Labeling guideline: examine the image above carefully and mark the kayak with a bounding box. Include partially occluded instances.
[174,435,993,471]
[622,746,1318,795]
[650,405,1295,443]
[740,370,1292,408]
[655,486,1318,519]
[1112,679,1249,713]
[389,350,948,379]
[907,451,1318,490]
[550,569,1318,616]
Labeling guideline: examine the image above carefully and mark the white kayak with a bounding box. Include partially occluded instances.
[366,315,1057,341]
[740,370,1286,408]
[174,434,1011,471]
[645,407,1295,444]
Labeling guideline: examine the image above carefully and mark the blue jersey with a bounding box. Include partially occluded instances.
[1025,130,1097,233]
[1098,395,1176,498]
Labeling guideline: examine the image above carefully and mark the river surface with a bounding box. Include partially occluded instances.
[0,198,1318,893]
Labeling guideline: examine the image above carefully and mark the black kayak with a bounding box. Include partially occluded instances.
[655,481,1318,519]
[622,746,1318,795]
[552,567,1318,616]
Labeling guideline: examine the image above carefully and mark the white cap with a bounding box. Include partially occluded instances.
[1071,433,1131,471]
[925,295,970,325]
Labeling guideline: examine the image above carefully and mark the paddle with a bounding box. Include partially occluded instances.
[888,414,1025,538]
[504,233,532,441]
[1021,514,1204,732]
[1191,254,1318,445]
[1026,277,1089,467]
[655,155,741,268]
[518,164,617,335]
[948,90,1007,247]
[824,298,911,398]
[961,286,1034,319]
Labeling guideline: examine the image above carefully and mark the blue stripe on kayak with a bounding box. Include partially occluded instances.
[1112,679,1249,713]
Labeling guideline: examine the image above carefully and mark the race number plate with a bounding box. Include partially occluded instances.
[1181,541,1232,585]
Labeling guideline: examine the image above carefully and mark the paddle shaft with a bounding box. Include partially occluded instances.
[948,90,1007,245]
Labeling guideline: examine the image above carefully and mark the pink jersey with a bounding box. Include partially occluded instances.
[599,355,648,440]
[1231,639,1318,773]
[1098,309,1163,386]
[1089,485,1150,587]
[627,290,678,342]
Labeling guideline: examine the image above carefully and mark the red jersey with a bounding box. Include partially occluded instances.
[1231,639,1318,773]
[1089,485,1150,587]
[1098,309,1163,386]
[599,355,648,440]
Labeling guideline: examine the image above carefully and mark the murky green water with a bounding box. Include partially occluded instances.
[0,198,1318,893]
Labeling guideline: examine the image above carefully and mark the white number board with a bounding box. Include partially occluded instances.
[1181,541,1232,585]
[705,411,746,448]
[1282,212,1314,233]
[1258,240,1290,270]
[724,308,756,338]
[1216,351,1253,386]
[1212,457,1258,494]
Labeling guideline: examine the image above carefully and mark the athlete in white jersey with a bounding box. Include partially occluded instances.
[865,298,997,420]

⁂

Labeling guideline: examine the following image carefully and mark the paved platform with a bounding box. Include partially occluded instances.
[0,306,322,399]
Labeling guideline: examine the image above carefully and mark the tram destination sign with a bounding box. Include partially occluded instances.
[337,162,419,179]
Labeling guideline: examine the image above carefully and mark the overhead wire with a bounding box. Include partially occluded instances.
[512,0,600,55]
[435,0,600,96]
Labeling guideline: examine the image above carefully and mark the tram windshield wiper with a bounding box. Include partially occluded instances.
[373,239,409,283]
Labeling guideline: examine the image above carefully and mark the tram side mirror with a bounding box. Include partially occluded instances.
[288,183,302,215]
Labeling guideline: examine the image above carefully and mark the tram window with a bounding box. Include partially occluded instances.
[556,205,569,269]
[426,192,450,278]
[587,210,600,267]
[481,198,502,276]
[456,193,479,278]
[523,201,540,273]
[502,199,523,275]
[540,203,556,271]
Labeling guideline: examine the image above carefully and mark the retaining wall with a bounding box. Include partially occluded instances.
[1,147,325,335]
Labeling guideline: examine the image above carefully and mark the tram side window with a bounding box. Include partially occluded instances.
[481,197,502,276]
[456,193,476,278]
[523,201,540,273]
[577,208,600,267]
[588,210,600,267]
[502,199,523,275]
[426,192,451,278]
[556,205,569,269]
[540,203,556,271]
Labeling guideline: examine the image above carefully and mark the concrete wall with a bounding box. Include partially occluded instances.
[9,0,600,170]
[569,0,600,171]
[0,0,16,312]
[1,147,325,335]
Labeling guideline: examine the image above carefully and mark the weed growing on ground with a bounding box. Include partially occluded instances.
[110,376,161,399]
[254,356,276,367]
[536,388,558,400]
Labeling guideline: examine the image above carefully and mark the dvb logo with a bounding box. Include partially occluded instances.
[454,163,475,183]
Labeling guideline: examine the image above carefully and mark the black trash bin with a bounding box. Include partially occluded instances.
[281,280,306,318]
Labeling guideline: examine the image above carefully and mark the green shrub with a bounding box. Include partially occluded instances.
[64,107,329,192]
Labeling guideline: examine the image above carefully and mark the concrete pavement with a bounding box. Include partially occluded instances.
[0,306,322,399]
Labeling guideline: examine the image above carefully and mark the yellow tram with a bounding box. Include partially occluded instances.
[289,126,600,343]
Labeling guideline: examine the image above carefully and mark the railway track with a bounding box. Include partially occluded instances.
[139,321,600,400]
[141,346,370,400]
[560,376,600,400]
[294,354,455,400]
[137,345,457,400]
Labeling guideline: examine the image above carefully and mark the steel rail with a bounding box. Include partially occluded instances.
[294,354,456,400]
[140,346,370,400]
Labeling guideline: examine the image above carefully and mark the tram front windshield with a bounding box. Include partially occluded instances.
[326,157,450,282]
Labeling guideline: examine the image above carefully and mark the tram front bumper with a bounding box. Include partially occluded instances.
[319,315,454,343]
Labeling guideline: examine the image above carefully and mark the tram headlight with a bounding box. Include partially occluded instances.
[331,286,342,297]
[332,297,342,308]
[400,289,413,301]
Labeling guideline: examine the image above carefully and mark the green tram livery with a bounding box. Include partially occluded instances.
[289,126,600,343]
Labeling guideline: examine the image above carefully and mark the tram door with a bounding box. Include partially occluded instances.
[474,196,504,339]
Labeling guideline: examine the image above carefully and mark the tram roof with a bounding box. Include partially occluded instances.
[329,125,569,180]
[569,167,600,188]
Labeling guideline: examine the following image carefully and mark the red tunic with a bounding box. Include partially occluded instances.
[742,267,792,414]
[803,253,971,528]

⁂

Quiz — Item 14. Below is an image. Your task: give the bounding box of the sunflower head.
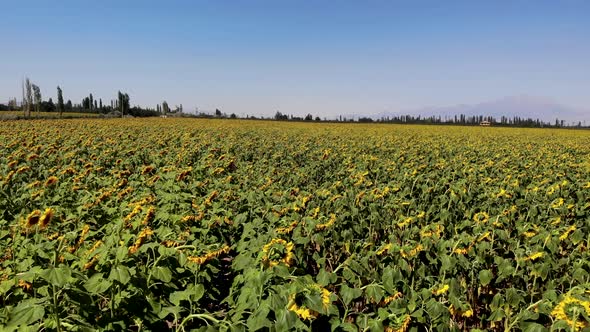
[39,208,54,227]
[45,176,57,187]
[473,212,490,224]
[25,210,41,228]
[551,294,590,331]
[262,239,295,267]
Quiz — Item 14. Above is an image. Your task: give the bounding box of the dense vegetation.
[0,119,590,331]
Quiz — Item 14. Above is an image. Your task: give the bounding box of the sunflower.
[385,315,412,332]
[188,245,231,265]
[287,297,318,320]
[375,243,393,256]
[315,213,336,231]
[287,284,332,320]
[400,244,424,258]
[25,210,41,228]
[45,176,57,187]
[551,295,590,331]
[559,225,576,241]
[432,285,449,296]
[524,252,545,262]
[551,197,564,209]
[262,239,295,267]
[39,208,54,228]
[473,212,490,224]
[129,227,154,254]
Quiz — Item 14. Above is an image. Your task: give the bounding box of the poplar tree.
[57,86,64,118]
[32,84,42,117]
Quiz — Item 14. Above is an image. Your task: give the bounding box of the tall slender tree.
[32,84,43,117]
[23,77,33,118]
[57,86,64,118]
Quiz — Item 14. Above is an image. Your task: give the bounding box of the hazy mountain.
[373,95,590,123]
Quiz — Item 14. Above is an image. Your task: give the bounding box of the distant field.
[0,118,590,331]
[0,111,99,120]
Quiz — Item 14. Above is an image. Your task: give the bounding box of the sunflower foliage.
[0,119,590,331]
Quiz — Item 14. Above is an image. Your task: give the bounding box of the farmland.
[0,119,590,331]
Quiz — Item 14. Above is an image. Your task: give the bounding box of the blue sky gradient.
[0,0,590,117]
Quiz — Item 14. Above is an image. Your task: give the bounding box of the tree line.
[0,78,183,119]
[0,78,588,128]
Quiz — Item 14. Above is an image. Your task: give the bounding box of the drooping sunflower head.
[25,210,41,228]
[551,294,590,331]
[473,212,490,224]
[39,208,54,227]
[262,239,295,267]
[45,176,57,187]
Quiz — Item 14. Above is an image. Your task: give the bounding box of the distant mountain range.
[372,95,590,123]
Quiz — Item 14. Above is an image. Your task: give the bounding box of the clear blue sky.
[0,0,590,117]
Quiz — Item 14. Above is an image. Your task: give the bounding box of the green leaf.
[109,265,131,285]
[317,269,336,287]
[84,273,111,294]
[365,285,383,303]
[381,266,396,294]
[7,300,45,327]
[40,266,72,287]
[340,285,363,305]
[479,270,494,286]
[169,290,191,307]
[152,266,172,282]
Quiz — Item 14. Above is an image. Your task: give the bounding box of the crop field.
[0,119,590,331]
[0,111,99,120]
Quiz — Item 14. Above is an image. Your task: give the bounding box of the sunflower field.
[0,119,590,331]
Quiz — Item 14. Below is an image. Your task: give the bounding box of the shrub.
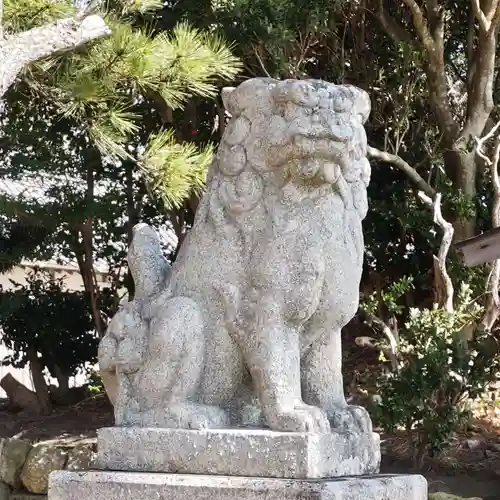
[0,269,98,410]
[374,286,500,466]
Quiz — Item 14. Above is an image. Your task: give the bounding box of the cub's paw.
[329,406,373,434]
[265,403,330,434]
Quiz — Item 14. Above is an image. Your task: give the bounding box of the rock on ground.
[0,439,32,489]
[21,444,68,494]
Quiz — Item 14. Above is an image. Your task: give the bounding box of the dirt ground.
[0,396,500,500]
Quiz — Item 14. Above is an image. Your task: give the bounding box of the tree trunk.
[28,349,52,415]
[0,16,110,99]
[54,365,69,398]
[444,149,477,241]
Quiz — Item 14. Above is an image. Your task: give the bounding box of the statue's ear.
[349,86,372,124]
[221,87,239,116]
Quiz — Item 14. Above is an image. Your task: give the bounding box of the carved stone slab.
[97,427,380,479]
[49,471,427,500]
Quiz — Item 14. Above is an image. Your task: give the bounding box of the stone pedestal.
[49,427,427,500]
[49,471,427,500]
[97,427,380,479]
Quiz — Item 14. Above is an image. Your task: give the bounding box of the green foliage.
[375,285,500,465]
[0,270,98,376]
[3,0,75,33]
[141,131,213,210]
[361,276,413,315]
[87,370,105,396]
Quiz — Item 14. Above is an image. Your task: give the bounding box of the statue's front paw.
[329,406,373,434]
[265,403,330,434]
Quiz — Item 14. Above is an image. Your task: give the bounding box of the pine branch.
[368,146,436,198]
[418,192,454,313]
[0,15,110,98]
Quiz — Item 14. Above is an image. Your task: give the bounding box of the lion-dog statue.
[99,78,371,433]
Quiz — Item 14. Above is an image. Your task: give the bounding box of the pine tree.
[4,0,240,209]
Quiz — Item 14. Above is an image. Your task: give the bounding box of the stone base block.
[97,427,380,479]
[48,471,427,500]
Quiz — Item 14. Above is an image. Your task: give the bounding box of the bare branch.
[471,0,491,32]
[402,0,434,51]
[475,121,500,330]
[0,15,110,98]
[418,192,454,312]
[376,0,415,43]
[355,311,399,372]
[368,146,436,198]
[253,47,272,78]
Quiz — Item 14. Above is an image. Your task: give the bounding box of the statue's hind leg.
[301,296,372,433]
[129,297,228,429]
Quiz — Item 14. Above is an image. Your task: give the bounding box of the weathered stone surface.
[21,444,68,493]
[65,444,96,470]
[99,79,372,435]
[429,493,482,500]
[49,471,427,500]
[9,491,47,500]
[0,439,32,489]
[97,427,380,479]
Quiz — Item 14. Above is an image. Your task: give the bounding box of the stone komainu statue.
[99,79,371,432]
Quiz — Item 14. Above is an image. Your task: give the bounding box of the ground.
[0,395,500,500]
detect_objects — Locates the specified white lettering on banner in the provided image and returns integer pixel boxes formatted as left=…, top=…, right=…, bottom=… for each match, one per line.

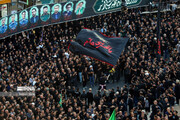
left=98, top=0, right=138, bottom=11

⁂

▶ _Objectif_:
Restitue en CSV à deux colonnes, nommées consigne et réponse, les entrées en commençant par la ligne qui contient "tram front windshield" et en terminant par celle qui contient "[319,315,454,343]", toutes deux comprises. Mets une ligne par entrée, chaque champ entre guillemets, et remplace les retours à la ligne par des espaces.

▶ _Réponse_:
consigne,réponse
"Labeling guideline: examine the image above carefully and mark the tram front windshield with a bounding box. Include partially occluded instances.","[326,157,450,282]"
"Labeling guideline: examine the image above carefully and mark the tram front bumper with a bounding box. Include partially occluded instances.","[319,315,454,343]"